Could you print every line from the first one of the records below through the line containing "TARGET: dry brown leaf", with both included and nothing else?

[Data for this task]
* * * * * * * * *
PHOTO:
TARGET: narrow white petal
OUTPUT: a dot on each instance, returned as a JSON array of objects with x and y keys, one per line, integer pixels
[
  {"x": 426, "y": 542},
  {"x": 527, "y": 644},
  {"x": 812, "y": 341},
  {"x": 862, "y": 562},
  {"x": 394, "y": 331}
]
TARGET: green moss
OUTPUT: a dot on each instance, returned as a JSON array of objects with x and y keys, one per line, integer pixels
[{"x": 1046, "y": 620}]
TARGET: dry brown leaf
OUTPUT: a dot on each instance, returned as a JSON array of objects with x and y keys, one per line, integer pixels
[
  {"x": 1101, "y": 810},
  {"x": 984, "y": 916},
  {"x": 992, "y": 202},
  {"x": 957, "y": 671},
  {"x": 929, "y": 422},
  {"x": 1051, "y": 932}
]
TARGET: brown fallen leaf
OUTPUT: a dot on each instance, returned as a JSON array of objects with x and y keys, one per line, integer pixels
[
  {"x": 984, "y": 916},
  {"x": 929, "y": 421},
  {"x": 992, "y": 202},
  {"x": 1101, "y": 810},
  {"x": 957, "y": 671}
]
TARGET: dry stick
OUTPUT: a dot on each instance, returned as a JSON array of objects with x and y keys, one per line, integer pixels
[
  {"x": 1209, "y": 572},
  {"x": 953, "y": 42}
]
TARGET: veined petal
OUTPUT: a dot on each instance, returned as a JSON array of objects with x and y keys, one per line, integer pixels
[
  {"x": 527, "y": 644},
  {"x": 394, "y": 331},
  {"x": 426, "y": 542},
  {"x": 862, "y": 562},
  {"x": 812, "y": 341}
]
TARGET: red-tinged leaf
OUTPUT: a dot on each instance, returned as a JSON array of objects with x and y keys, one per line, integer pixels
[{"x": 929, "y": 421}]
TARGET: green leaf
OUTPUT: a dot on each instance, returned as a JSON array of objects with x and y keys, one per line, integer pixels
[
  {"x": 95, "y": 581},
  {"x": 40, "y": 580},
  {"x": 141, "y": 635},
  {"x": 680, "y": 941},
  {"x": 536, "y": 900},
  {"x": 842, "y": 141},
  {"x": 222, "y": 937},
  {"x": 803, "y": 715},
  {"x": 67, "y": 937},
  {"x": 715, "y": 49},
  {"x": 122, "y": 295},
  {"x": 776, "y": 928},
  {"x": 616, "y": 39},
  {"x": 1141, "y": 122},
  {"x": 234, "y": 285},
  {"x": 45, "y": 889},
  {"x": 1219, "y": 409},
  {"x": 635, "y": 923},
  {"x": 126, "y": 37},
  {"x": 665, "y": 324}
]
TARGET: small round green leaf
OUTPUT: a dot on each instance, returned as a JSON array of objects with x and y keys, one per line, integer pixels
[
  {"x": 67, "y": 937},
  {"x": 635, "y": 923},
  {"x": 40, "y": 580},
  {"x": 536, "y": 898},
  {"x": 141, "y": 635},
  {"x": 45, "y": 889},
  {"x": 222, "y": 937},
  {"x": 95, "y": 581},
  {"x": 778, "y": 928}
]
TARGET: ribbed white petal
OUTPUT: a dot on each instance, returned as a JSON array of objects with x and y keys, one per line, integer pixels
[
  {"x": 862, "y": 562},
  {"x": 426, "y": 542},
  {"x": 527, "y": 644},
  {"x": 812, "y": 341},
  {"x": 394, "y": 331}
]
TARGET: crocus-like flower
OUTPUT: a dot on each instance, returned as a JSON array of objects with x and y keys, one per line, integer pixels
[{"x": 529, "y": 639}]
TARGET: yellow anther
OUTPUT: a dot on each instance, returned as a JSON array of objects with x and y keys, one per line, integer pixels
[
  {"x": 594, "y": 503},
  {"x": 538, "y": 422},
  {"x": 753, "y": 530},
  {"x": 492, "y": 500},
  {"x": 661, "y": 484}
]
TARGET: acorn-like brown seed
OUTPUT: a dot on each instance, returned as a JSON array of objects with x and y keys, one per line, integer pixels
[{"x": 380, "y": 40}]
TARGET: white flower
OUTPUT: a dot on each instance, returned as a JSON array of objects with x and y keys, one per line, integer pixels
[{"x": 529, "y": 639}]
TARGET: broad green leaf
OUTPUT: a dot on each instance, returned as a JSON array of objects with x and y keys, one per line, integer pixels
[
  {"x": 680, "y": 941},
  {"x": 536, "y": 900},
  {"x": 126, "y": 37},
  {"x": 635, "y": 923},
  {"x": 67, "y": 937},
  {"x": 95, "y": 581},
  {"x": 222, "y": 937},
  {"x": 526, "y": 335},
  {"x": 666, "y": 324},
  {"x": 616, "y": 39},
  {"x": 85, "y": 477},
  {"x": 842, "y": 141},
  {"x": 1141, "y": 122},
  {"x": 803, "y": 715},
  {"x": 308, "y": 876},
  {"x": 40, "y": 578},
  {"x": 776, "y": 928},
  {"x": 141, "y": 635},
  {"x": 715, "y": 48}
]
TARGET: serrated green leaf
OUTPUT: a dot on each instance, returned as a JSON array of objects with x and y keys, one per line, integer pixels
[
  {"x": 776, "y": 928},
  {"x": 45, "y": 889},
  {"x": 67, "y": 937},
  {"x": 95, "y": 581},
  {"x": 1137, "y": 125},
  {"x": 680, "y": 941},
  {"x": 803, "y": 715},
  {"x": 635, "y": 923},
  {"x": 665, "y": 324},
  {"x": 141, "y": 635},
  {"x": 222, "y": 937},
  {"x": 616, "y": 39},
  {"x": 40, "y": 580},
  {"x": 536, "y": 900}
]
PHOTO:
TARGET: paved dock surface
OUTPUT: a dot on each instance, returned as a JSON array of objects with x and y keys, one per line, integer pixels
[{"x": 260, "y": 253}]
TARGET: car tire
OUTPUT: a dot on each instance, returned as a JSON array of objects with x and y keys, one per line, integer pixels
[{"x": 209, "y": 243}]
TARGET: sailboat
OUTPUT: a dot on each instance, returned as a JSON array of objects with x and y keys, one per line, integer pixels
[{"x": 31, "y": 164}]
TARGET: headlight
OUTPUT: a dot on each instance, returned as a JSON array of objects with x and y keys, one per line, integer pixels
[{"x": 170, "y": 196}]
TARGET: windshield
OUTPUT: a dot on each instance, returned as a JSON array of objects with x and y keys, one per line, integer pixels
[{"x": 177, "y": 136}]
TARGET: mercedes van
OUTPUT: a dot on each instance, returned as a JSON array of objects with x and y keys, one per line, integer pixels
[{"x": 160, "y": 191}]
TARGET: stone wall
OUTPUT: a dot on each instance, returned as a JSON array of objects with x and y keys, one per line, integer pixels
* * * * * * * * *
[Answer space]
PHOTO:
TARGET: narrow white petal
OUTPUT: a dot on each instance, returned as a JSON array of objects with x and y keys, one per line, integer pixels
[
  {"x": 426, "y": 542},
  {"x": 527, "y": 644},
  {"x": 812, "y": 341},
  {"x": 862, "y": 562},
  {"x": 394, "y": 331}
]
TARGET: green moss
OUTPUT: a dot on each instance, returned as a JSON array of objects with x and y keys, one per line, integer pixels
[{"x": 1046, "y": 620}]
TARGET: dry brown leaf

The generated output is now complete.